## TEXTO DE LECTURA
● ● ● ●
Los bufones no suelen aparecer solitarios, sino formando
conjuntos, con diversa potencia en cada chimenea. En días de tormenta, esto les
da un carácter terrible y espectacular, por lo cual la antigüedad tuvo tales
fenómenos naturales como manifestaciones divinas, venerándolos con ritos
propiciatorios.
En muchos de ellos, posteriormente cegados, han aparecido
cráneos humanos, restos de fauna, cerámicas, y otros utensilios, que presuponen
su utilización con fines funerarios, o propiciatorios, desde la prehistoria
hasta época romana.
El barranco del cuélebre, abierto en la roca cuando el
monstruo se deslizó ladera abajo hacia el mar.
Entre la ermita de San Emeterio y el Santuario de
Tina, el camino debe salvar un barranco que se desliza por un pavoroso
despeñadero hacia el mar. La sima, desemboca en el océano a través de un
“bufón” que, ocasionalmente, brama y ruge amenazador, de modo que se oye desde
el santuario.
Junto al Monasterio de Tina, en el roquedo tras los
encinares, hay unas cuevas. Cuenta una leyenda de la zona de Pimiango, que en
una de ellas vivía un Cuélebre, gran serpiente con cabeza y alas de dragón,
custodiando rico tesoro. Para que no les devorase el ganado, los monjes le mantenían con grandes panes de centeno,
aunque no daban a basto para aplacar su hambre.
Hasta que cierto día, llegó un peregrino volviendo de
Tierra Santa, quien ideó meter dentro de la hogaza, marcada con la imagen de
NªSª de Tina, una piedra calentada al rojo. Al tragarla y sentir la quemazón,
el Cuélebre se deslizó ladera abajo, hacia el mar, creando a su paso el surco
que hoy es barranco. Sumergido en las aguas, enfrió la piedra y la escupió pero,
escarmentado, no volvió a su cueva.
Dicen que los rugidos y bufonazos, que allí se oyen entre
la neblina, los produce este monstruo, eternamente ofuscado porque los monjes
se apoderaron del tesoro que dejó abandonado en la caverna.
Tan cerca está el barranco del Monasterio de Tina que, cuando el Cuélebre
ruge, el eco de sus bramidos reverbera en las bóvedas absidales.
Otra leyenda cuenta que, la hija de un noble, se
enamoró de un criado del Monasterio de Tina. Enterado el padre, recurrió a una bruxa que encantó a la joven y la
entregó al Cuélebre para que la custodiase en su cueva.
Por asegurarse, preguntó el padre a la bruxa si había algún modo de romper el sortilegio, y ella le respondió con
estos versillos:
“El que su
hermosura
quisiere
gozar,
al Cuélebre
tres besos
debe de dar”.
● ● ● ●
## INFORMACIÓN PROPORCIONADA
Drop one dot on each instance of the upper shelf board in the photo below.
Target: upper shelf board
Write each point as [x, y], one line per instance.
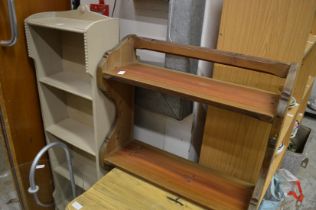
● ● ● ●
## LISTA DE TAREAS
1 – Indica si cada afirmación coincide con el texto sobre los bufones y el Cuélebre, y cita las palabras exactas que lo deciden.
(a) Los bufones suelen aparecer solitarios.
(b) Los monjes alimentaban al Cuélebre con panes de centeno.
(c) Después de escupir la piedra, el Cuélebre regresó a su cueva.
2 – Responde con datos del texto sobre los bufones y el Cuélebre:
(a) ¿De dónde volvía el peregrino?
(b) ¿De quién se enamoró la hija del noble?
(c) ¿Cuántos besos hay que darle al Cuélebre según los versillos de la bruxa?
El material es independiente del texto.

## SOLUCIONES POR TAREA
1 –
(a) No: "Los bufones no suelen aparecer solitarios, sino formando conjuntos".
(b) Sí: "los monjes le mantenían con grandes panes de centeno".
(c) No: "escarmentado, no volvió a su cueva".

2 –
(a) De Tierra Santa.
(b) De un criado del Monasterio de Tina.
(c) Tres.